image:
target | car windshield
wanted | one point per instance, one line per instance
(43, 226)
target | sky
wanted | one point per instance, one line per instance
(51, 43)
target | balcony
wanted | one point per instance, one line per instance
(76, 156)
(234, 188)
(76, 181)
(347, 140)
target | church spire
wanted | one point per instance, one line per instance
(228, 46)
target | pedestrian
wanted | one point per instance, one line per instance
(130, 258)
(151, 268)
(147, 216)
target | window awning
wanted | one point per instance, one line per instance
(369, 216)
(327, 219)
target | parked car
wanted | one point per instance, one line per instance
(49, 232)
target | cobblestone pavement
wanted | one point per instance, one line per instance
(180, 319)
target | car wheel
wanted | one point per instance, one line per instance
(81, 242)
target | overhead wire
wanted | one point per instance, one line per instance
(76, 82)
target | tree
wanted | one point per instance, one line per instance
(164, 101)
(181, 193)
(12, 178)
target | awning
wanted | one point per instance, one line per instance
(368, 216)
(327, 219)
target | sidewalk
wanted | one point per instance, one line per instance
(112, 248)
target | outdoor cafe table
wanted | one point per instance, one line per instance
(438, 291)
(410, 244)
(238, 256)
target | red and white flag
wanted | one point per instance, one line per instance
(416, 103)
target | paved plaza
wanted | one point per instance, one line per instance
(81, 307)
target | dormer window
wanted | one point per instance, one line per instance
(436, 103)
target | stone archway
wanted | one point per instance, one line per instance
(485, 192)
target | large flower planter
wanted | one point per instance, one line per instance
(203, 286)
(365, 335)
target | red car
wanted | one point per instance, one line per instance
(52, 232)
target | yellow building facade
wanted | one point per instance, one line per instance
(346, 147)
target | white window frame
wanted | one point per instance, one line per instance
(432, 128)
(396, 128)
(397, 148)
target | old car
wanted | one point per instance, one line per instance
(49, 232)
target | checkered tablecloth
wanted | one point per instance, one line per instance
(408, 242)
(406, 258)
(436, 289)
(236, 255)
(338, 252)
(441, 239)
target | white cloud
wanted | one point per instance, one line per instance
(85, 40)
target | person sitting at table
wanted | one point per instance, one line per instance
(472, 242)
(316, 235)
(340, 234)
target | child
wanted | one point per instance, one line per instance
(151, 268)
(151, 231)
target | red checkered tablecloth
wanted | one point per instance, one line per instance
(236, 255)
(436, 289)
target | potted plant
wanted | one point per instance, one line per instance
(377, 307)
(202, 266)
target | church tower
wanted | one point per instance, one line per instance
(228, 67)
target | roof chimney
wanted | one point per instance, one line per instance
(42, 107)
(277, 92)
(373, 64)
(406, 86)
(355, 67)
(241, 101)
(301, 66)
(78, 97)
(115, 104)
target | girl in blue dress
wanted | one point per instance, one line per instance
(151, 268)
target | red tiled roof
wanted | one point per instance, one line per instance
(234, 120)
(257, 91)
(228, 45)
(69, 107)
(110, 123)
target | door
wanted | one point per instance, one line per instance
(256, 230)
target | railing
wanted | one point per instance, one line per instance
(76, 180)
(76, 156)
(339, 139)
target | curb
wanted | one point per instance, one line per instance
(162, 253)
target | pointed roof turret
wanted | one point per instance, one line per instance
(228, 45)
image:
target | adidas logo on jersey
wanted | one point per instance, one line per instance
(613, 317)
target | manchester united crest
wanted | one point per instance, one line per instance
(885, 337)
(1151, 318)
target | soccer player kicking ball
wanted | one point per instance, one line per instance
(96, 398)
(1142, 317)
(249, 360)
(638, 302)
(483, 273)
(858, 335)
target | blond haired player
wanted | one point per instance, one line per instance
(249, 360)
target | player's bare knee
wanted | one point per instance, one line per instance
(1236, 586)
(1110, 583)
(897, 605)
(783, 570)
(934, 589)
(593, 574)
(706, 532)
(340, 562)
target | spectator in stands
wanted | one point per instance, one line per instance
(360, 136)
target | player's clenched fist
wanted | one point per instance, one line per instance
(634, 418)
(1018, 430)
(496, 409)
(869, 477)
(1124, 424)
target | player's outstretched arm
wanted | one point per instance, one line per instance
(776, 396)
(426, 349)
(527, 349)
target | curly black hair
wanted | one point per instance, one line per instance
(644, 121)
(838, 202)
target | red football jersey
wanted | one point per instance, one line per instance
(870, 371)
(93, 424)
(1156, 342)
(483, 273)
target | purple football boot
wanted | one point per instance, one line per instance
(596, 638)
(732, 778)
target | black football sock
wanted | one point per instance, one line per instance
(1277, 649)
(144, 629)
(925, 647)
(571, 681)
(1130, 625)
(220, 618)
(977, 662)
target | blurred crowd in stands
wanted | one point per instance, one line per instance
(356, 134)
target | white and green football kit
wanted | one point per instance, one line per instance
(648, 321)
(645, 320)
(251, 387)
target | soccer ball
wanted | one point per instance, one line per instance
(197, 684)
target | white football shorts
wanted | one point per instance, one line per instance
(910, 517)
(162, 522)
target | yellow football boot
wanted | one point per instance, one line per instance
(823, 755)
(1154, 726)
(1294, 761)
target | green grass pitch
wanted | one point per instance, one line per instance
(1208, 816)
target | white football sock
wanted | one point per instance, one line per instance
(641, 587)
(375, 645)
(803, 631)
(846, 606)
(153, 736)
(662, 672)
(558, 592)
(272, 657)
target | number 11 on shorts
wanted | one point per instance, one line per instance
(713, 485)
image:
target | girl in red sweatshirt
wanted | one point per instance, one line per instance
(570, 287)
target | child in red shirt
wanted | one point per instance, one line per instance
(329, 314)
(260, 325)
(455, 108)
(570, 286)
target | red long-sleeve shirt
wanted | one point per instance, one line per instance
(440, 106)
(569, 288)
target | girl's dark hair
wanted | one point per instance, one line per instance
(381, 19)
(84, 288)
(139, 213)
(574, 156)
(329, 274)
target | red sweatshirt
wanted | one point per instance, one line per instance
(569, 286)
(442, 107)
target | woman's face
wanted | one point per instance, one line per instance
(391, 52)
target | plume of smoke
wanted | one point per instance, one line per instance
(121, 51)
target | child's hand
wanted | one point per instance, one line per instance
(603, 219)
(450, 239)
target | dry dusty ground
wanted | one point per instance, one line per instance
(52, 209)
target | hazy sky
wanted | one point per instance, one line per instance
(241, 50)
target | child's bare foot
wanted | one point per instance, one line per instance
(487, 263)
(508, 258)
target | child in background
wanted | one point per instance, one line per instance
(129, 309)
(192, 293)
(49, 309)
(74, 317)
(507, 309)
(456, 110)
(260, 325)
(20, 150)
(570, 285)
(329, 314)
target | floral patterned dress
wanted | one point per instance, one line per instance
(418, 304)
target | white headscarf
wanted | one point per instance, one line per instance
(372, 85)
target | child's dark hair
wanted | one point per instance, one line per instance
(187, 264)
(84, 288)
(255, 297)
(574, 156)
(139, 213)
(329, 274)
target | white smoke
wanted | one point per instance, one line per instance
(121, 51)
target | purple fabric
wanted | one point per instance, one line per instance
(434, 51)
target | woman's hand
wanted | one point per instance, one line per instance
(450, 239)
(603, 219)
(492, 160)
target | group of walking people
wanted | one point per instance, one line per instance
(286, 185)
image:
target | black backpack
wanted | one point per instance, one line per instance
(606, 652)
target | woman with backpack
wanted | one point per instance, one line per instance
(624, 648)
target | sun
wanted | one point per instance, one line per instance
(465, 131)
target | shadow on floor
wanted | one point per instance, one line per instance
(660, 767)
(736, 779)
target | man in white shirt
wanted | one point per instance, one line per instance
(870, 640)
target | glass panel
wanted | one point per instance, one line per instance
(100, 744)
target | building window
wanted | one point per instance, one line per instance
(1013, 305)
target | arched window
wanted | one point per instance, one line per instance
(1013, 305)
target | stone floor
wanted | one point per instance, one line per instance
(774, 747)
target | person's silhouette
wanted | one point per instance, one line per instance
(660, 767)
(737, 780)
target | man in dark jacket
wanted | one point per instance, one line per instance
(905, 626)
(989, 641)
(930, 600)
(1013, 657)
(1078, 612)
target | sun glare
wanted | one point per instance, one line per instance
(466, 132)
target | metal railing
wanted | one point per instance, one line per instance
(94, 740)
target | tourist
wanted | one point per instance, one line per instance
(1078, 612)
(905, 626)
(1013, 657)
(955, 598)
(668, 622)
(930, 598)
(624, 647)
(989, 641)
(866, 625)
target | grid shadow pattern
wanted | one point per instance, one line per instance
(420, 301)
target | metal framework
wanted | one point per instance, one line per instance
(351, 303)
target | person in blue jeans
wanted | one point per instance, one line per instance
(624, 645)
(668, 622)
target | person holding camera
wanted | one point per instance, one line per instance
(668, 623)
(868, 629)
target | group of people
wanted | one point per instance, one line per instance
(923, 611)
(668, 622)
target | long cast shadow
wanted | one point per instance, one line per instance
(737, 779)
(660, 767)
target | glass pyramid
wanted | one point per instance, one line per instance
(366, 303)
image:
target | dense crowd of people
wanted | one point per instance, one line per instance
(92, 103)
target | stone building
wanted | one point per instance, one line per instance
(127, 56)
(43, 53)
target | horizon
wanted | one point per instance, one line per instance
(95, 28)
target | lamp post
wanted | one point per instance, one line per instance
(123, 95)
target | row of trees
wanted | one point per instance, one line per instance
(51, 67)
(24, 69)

···

### YOUR ASSIGNMENT:
Start at the first line of the material. Reproduce every line exactly, ending with the line that holds "target | paved plaza".

### ANSWER AREA:
image:
target | car windshield
wanted | one point per instance, one line per instance
(43, 226)
target | sky
wanted | one point per instance, one line per instance
(51, 43)
target | balcony
wanted | one point per instance, one line per instance
(76, 156)
(234, 188)
(76, 181)
(347, 140)
target | church spire
wanted | one point per instance, one line per instance
(228, 46)
target | pedestrian
wanted | one point per instance, one line per instance
(130, 258)
(151, 268)
(147, 216)
target | window awning
wanted | one point per instance, one line per instance
(369, 216)
(327, 219)
target | parked car
wanted | one point per instance, one line per instance
(49, 232)
target | cobblestone pavement
wanted | one point per instance, one line per instance
(180, 319)
target | car wheel
wanted | one point per instance, one line per instance
(81, 242)
target | overhead wire
wanted | one point per instance, one line per instance
(76, 82)
target | tree
wanted | one point per instance, one line per instance
(164, 101)
(181, 193)
(12, 178)
target | awning
wanted | one point per instance, one line per instance
(368, 216)
(327, 219)
target | sidewalk
wanted | one point per instance, one line per instance
(112, 248)
target | outdoor cafe table
wanted | one point per instance, one line per instance
(438, 291)
(410, 244)
(238, 256)
target | red and white flag
wanted | one point per instance, one line per instance
(416, 103)
target | paved plaza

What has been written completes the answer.